In a new report released today for Sustainable Prosperity (a new research institute), Jack Mintz and Nancy Olewiler pitch a federal carbon tax constructed by broadening the base of the federal excise tax (which currently raises over $5 billion per year based on a tax of 10 cents per litre of gas and 4 cents per liter of diesel) to include other fuels that emit CO2 and other pollutants. The authors more generically call it an “environmental tax” – they make their calculations based on carbon but argue that it could be broadened to include SO2 and NOx. Below is an excerpt from the summary on the proposal (full report here):
The report recommends that the federal government, in co-ordination and consultation with the provinces, replace the federal fuel excise tax with a more broadly based environmental tax designed to reduce emissions of greenhouse gases and air contaminants. Since the federal tax applies narrowly to gasoline and diesel used for vehicles, it can be broadened to cover other fuels. Leaving the existing excise tax rate on gasoline unchanged, this would be equivalent to a tax on the carbon in fuels of approximately $42 per tonne CO2.
… The restructured tax would raise approximately $12 to $15 billion in new tax revenue annually. This substantial increase in revenue could be used to reduce taxes or fund government tax credits related to climate change technologies. The authors support a revenue-neutral tax shift: the incremental tax revenues should be returned to the economy in the form of lower taxes. In other words, there should be no net increase in taxes associated with this proposal.
The report estimates that the additional revenues from this broader environmental tax would allow the federal government to reduce corporate and personal income taxes by 10 percent in the short run and eight percent in the longer-term (given that the tax revenue should diminish with lower fuel consumption over time). This is a substantial tax cut. The form of the tax cut can help mitigate impacts on low-income individuals or businesses and to accelerate the development of clean technologies. For example, the tax rates on the lowest brackets can be cut the most, as was done in British Columbia’s carbon tax.
… An environmentally based fuel tax could also be combined with a cap and trade system for carbon emissions, as is being by pursued by the federal government and some provinces. This would complement and improve on such a system by ensuring that there is a price on carbon across the entire economy (given that cap and trade systems typically cover only carbon emissions from large industries). Moreover, provinces could also pursue this proposal by converting provincial fuel taxes into environmentally based taxes and using the revenues for other provincial tax cuts.
Reforming the fuel tax would be a first step towards more comprehensive tax reform that would broaden tax bases while shifting away from income and other taxes that discourage savings, investment, employment and innovation—towards more consumption and user-pay taxes, such as environmental taxes. This restructuring of the tax system would promote sustainable economic growth and incomes, and protect our natural environment today and for generations to come. In short, it would be good for the environment and the economy.

◆ DIRECTIVE A
Answer these from the environmental tax proposal above:
(i) How much does the current federal excise tax raise per year?
(ii) How much new tax revenue would the restructured tax raise annually?
(iii) By what percent could corporate and personal income taxes be reduced in the longer term?
◆ DIRECTIVE B
Print the passage of the environmental tax proposal starting at "Reforming the fuel" and ending at "and the economy.".

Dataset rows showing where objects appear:
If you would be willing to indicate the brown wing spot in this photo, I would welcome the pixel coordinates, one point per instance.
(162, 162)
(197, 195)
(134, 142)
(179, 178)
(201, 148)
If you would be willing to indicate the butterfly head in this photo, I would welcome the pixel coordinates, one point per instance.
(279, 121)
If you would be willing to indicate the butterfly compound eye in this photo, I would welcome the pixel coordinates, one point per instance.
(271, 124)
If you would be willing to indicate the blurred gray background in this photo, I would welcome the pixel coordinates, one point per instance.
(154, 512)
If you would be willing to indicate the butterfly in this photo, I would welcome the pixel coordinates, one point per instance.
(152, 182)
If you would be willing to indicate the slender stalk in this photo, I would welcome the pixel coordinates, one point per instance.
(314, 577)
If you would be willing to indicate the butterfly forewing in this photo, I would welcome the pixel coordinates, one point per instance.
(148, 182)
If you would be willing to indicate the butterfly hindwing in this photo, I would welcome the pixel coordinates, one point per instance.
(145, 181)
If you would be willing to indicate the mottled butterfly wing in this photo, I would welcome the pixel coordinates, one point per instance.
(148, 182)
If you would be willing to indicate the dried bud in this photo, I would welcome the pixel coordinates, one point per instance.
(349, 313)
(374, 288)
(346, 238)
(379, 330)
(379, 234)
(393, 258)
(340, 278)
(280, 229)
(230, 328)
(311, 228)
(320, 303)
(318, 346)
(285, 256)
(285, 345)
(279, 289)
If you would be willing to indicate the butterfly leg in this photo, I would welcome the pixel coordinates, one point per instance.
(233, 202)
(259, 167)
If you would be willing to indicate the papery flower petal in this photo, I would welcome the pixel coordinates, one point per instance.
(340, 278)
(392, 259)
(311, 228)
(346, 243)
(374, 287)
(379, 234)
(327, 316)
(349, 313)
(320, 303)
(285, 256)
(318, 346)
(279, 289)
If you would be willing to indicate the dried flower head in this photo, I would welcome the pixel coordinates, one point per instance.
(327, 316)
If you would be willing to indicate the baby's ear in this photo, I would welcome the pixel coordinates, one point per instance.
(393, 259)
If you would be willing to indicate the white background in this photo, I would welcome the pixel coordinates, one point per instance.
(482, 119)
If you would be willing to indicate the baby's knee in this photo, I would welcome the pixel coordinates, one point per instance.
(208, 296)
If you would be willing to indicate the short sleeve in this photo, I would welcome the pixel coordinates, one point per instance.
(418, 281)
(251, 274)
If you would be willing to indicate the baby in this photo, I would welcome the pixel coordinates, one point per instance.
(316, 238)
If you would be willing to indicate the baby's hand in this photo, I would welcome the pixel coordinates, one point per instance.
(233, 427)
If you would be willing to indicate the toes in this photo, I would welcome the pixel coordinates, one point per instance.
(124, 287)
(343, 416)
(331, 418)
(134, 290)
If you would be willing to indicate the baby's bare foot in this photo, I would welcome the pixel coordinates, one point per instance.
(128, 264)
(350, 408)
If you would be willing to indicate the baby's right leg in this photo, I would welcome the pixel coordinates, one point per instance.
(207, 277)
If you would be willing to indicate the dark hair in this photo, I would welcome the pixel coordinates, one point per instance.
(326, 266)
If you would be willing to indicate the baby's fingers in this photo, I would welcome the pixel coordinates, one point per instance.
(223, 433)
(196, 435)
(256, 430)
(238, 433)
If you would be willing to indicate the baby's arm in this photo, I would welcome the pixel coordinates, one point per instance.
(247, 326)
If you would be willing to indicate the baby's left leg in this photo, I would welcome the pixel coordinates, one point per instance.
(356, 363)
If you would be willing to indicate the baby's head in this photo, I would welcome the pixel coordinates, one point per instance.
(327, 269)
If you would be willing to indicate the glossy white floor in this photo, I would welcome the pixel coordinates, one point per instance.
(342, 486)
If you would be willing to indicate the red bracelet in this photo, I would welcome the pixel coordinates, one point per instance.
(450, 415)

◆ COMPLETE OUTPUT A
(i) Over $5 billion per year.
(ii) Approximately $12 to $15 billion.
(iii) Eight percent.

◆ COMPLETE OUTPUT B
Reforming the fuel tax would be a first step towards more comprehensive tax reform that would broaden tax bases while shifting away from income and other taxes that discourage savings, investment, employment and innovation—towards more consumption and user-pay taxes, such as environmental taxes. This restructuring of the tax system would promote sustainable economic growth and incomes, and protect our natural environment today and for generations to come. In short, it would be good for the environment and the economy.